Reproduce every line of the material below word for word, with no alterations.

# start of Data rows

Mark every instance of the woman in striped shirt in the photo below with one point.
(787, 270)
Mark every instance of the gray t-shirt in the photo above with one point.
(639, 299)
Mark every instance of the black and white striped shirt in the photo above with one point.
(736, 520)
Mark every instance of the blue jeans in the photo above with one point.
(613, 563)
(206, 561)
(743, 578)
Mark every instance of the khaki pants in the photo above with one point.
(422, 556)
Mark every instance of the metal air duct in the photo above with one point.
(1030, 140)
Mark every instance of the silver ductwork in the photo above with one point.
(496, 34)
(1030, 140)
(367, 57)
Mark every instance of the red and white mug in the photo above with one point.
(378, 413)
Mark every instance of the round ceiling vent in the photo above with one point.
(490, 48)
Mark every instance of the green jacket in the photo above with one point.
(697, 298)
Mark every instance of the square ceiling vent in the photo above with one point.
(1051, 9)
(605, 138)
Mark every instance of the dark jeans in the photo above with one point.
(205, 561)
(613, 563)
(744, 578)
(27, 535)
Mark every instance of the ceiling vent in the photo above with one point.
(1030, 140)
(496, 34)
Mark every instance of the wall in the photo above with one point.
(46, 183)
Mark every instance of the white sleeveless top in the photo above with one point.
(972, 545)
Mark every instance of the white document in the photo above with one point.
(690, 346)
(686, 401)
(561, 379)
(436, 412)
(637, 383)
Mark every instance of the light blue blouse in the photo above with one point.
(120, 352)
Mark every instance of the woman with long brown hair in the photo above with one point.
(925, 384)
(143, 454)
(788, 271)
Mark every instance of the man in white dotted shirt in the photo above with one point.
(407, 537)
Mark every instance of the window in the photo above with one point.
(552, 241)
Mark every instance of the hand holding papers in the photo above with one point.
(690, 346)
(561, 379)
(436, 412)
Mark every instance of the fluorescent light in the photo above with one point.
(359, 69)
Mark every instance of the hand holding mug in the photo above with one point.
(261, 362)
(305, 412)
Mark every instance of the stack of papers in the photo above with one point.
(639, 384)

# end of Data rows

* Expected answer:
Mark every instance of the woman in striped shirt in the photo below with one point.
(787, 270)
Mark every instance of the gray t-shirt in the photo above with one point.
(639, 299)
Mark every instance of the black and white striped shirt in the photo above with one point.
(736, 520)
Mark every instance of the blue jeans in the photo above with one point.
(613, 563)
(206, 561)
(743, 578)
Mark every instance of the khaki pants in the photo above with one point.
(422, 556)
Mark every instance of the metal air duct in the photo above with one point.
(1030, 140)
Mark every instance of the silver ductwork in the photo above with one point.
(496, 34)
(1030, 140)
(367, 57)
Mark every instance of the red and white mug in the photo above with one point.
(378, 413)
Mark every instance of the round ceiling vent in the photo above with one point.
(490, 48)
Mark every instance of the green jacket in the photo above with one point.
(697, 298)
Mark every instance of the square ceiling vent in the photo above with one point.
(1051, 9)
(605, 138)
Mark every instance of the dark jeans in the photo above with one point.
(205, 561)
(613, 563)
(744, 578)
(27, 535)
Mark every instance of the ceiling vent in the photo above with one point.
(1030, 140)
(496, 34)
Mark every instance of the wall in the photo above with one point.
(46, 183)
Mark every instance of the white sleeveless top in the photo above with one point.
(972, 545)
Mark every instance of the white document in the photo above with one point.
(690, 346)
(686, 401)
(561, 379)
(436, 412)
(637, 383)
Mark every instance of the light blue blouse in the photo above with one point.
(120, 352)
Mark every instance of the woman with long brown hair in the photo above with one point.
(925, 384)
(143, 454)
(788, 271)
Mark every instance of the man in white dotted shirt in the photo above with one point.
(407, 537)
Mark every instance of the window in the photo above with one point.
(552, 241)
Mark every instance of the hand holding papers in the photo above with one point.
(690, 346)
(561, 379)
(436, 412)
Mark every instance of the fluorescent light in the photo above with one point.
(359, 69)
Mark every instance of the hand holding mug in the photo above with one point.
(261, 362)
(305, 412)
Mark every instance of the stack of papers in the photo above with one point.
(639, 384)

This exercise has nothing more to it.